— GOAL —
Write out exactly the lines between the line containing "Pin every instance of the pink" and the end of the records, counting both ends, and leave out all pictures.
______
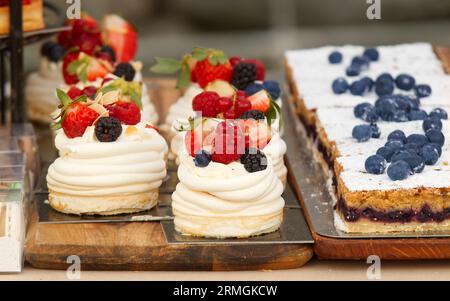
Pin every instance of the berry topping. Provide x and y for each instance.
(254, 160)
(202, 158)
(260, 101)
(335, 57)
(372, 54)
(121, 36)
(432, 123)
(439, 113)
(126, 71)
(340, 85)
(75, 115)
(435, 136)
(362, 132)
(422, 90)
(405, 82)
(430, 154)
(399, 171)
(375, 164)
(243, 75)
(253, 114)
(108, 129)
(206, 103)
(126, 112)
(273, 88)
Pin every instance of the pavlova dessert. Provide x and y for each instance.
(110, 162)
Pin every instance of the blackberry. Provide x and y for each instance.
(125, 70)
(108, 129)
(109, 50)
(243, 75)
(254, 160)
(253, 114)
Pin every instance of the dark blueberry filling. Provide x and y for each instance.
(423, 216)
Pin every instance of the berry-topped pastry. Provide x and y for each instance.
(228, 187)
(208, 69)
(110, 161)
(85, 56)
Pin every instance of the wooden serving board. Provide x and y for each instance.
(411, 248)
(143, 246)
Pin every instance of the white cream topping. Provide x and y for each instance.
(134, 163)
(313, 76)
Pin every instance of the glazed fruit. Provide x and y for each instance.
(108, 129)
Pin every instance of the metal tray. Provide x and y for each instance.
(313, 184)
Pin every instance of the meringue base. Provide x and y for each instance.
(104, 205)
(227, 227)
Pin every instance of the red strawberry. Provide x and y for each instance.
(229, 143)
(70, 79)
(127, 112)
(260, 101)
(121, 36)
(260, 68)
(204, 72)
(74, 92)
(77, 118)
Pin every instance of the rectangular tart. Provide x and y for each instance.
(367, 203)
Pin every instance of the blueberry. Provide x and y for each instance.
(358, 87)
(397, 135)
(361, 61)
(432, 123)
(395, 145)
(435, 136)
(253, 88)
(384, 88)
(400, 116)
(386, 153)
(399, 170)
(375, 165)
(439, 113)
(376, 132)
(430, 154)
(417, 115)
(339, 85)
(418, 139)
(353, 70)
(405, 82)
(362, 132)
(335, 57)
(273, 88)
(202, 159)
(422, 90)
(361, 109)
(372, 54)
(385, 78)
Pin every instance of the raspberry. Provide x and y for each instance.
(254, 160)
(108, 129)
(127, 112)
(207, 103)
(243, 75)
(229, 143)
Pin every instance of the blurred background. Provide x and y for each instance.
(264, 29)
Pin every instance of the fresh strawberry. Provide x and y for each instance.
(260, 101)
(74, 92)
(127, 112)
(69, 78)
(229, 143)
(205, 72)
(260, 68)
(121, 36)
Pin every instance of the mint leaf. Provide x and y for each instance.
(166, 66)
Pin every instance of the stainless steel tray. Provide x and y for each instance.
(312, 182)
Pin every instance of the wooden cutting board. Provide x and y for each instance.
(142, 245)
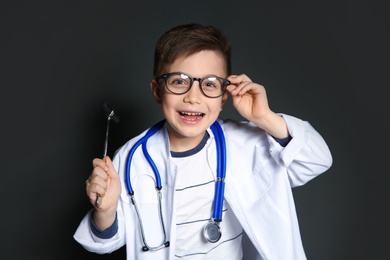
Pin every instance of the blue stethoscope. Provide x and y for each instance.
(211, 231)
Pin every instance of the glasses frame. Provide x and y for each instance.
(192, 80)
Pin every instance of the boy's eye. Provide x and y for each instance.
(179, 82)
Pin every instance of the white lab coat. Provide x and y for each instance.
(259, 178)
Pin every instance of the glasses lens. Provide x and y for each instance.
(178, 83)
(213, 86)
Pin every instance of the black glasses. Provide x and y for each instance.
(180, 83)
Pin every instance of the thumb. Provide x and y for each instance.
(111, 172)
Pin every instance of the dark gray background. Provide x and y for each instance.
(325, 62)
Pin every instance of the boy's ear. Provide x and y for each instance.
(154, 87)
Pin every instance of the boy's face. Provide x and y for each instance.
(190, 114)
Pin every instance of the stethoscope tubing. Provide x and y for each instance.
(143, 141)
(221, 165)
(221, 171)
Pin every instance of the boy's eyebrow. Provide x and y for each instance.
(188, 74)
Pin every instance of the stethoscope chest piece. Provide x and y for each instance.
(212, 232)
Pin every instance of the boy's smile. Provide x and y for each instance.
(189, 115)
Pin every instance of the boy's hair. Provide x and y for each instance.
(185, 40)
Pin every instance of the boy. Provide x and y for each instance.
(200, 186)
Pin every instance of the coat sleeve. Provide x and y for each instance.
(92, 243)
(305, 156)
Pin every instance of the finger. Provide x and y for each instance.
(111, 172)
(97, 162)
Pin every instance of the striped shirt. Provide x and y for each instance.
(195, 186)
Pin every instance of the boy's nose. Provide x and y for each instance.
(194, 95)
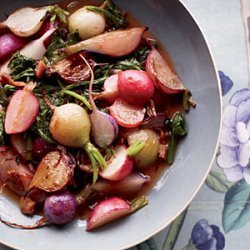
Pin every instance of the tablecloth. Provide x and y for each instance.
(218, 217)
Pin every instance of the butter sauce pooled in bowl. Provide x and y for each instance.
(116, 133)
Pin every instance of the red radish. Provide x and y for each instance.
(21, 146)
(110, 92)
(40, 148)
(10, 43)
(107, 211)
(21, 111)
(161, 73)
(135, 86)
(16, 175)
(120, 167)
(130, 185)
(115, 43)
(127, 115)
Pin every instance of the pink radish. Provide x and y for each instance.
(122, 164)
(112, 209)
(21, 111)
(10, 43)
(161, 73)
(115, 43)
(16, 175)
(127, 115)
(110, 92)
(130, 185)
(135, 86)
(107, 211)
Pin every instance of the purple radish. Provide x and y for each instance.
(10, 43)
(104, 128)
(60, 208)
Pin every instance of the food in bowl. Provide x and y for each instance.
(90, 109)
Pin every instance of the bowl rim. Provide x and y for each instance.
(167, 223)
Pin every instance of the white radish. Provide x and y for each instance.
(26, 21)
(86, 23)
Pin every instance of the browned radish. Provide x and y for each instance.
(26, 21)
(107, 211)
(112, 209)
(127, 115)
(21, 111)
(160, 71)
(115, 43)
(122, 164)
(14, 173)
(110, 92)
(120, 167)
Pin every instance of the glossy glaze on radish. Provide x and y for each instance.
(21, 111)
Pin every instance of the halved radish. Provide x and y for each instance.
(127, 115)
(164, 78)
(107, 211)
(120, 166)
(115, 43)
(26, 21)
(135, 86)
(130, 185)
(21, 111)
(110, 87)
(21, 146)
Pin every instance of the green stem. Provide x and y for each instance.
(135, 148)
(78, 97)
(171, 149)
(96, 159)
(138, 203)
(174, 231)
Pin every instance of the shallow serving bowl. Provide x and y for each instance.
(172, 24)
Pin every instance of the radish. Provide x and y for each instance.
(26, 21)
(10, 43)
(111, 91)
(114, 43)
(127, 115)
(104, 129)
(161, 73)
(122, 164)
(16, 175)
(130, 185)
(86, 23)
(135, 86)
(22, 146)
(111, 209)
(35, 50)
(22, 110)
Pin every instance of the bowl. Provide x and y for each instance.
(178, 32)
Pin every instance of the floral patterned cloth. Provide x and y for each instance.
(219, 215)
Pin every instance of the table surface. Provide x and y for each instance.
(218, 216)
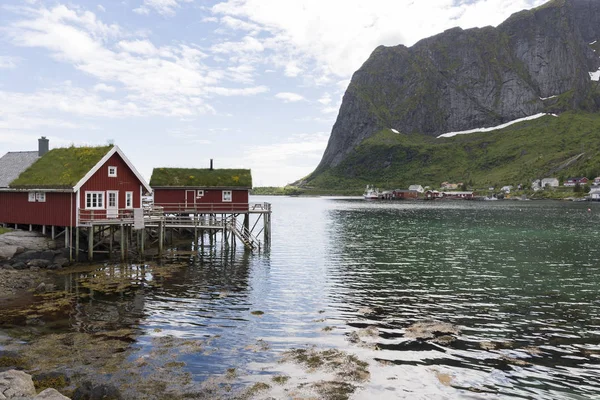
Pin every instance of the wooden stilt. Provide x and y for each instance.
(161, 238)
(91, 243)
(112, 240)
(122, 243)
(76, 244)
______
— ANSWER BELOW —
Pin every instance of the pink radish. Provide x and y for each instance.
(122, 164)
(112, 209)
(21, 111)
(10, 43)
(161, 73)
(115, 43)
(16, 175)
(127, 115)
(110, 92)
(130, 185)
(135, 86)
(107, 211)
Pin every instance of the purple radish. Provide x and y for each instance.
(10, 43)
(104, 128)
(60, 208)
Pin every instance of the food in bowl. Provide x and y for each instance.
(90, 109)
Pin every instance of the bowl rim. Provide x and y for each instance.
(167, 223)
Pin every instance of the white radish. Provide x and y for each instance.
(26, 21)
(86, 23)
Pin every instance of the browned radish. Provide x and y for each instance.
(26, 21)
(107, 211)
(112, 209)
(127, 115)
(21, 111)
(160, 71)
(115, 43)
(122, 164)
(14, 173)
(110, 92)
(120, 167)
Pin every instance of the glossy glaze on radish. Provide x and y for each instance.
(21, 111)
Pin every instance of the halved radish. Provide x and y for each instance.
(127, 115)
(164, 78)
(107, 211)
(120, 166)
(115, 43)
(26, 21)
(135, 86)
(130, 185)
(21, 111)
(110, 87)
(21, 146)
Pin every instance of the green stem. Provide x and y for each instance.
(135, 148)
(78, 97)
(171, 149)
(96, 159)
(138, 203)
(174, 231)
Pin every instance of the shallow serving bowl. Provide x and y for each instance.
(172, 24)
Pin every instance of the radish. Provide x and y for each instance.
(26, 21)
(10, 43)
(111, 91)
(114, 43)
(127, 115)
(104, 129)
(161, 73)
(122, 164)
(16, 175)
(130, 185)
(86, 23)
(135, 86)
(22, 146)
(111, 209)
(35, 50)
(22, 110)
Pin every instance of the bowl. Provide x and y for each instance.
(178, 32)
Pin every instance of the floral patterned cloth. Provide x and y for each instance.
(219, 215)
Pin every instance of the table surface. Provide x and y for each instance.
(218, 216)
Pin every instance of the wooden stilt. Provide x and y for each instance.
(161, 238)
(91, 243)
(112, 240)
(122, 243)
(76, 244)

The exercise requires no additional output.